# [WHAT TO WORK ON]
Give the number of lines in the records that contain the string "mountain", treating uppercase and lowercase as different, and reply with that number alone.

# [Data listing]
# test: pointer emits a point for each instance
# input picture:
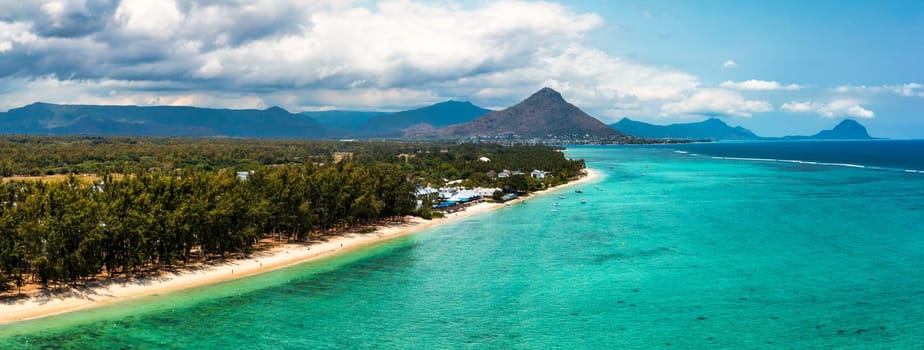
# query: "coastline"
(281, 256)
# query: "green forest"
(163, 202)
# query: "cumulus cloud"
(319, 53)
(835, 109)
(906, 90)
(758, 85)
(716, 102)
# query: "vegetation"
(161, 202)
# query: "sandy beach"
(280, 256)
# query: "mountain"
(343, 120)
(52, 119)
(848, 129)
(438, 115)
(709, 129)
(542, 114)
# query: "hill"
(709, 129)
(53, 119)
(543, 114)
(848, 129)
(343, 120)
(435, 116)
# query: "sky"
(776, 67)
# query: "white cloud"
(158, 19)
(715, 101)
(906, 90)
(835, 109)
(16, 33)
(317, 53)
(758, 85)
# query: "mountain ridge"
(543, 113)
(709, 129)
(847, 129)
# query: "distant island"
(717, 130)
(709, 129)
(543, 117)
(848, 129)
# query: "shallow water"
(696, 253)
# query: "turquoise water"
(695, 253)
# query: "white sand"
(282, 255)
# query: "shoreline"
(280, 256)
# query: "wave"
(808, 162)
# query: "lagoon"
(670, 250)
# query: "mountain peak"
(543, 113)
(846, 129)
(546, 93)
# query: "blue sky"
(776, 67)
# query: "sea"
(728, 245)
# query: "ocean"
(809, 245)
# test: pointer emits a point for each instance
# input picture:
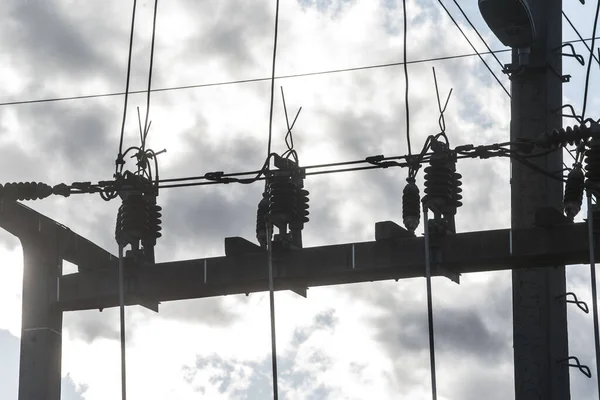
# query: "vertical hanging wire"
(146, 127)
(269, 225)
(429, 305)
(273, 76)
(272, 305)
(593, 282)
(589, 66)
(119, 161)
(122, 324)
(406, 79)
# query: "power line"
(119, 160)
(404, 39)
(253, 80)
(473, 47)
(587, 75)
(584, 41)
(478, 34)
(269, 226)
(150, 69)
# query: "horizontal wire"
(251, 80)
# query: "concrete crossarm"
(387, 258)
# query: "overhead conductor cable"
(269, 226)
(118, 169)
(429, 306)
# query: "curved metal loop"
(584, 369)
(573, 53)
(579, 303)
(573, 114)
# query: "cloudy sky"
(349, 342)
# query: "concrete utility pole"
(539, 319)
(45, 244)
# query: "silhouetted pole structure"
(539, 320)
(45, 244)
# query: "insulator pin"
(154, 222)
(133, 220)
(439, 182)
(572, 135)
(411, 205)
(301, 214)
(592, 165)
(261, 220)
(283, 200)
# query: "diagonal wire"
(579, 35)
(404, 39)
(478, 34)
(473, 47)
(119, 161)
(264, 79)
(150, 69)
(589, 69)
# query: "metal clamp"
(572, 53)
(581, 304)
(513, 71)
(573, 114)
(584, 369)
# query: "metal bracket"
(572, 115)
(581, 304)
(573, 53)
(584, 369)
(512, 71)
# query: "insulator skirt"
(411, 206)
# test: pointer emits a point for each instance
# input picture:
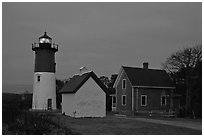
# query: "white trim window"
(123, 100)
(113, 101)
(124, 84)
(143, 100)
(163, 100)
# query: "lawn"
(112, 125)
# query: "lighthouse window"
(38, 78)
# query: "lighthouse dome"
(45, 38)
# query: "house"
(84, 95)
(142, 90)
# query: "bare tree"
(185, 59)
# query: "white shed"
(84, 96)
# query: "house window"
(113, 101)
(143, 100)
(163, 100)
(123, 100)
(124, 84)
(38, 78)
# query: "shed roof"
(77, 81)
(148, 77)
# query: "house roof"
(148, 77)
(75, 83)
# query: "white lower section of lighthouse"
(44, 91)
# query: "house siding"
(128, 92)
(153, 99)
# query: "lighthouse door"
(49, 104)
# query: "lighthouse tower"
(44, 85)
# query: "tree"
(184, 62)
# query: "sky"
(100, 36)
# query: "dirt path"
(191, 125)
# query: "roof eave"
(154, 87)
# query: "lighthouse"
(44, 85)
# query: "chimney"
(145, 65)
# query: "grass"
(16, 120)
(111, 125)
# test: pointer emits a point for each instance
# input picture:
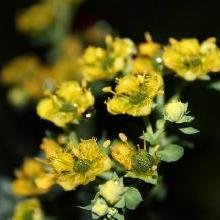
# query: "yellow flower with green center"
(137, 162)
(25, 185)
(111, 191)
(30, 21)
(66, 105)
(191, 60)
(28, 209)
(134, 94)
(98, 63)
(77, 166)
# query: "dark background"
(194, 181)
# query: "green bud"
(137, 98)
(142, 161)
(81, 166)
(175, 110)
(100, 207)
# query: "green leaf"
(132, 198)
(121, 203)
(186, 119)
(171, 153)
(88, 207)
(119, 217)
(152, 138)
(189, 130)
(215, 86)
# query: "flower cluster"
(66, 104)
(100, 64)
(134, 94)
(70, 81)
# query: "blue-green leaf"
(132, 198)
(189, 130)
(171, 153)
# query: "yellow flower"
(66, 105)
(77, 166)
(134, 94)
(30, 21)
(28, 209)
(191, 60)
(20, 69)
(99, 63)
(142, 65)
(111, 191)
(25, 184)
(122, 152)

==

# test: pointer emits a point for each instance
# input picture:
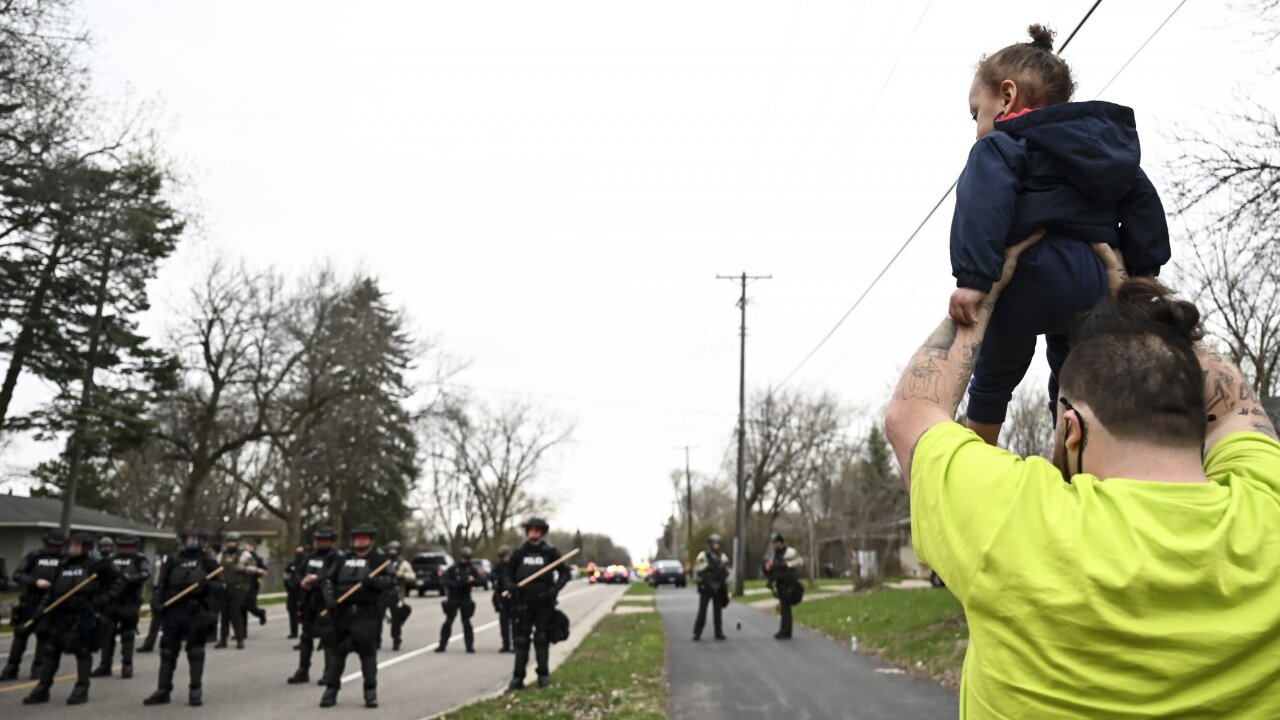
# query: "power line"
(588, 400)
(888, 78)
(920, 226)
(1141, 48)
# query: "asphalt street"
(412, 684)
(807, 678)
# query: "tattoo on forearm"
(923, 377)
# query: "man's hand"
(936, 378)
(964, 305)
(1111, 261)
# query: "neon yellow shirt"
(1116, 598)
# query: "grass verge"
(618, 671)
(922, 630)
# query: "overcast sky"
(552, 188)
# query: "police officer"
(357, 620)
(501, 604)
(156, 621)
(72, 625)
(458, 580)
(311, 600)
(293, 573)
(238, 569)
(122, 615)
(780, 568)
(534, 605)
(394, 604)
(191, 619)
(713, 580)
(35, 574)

# [SOLUTION]
3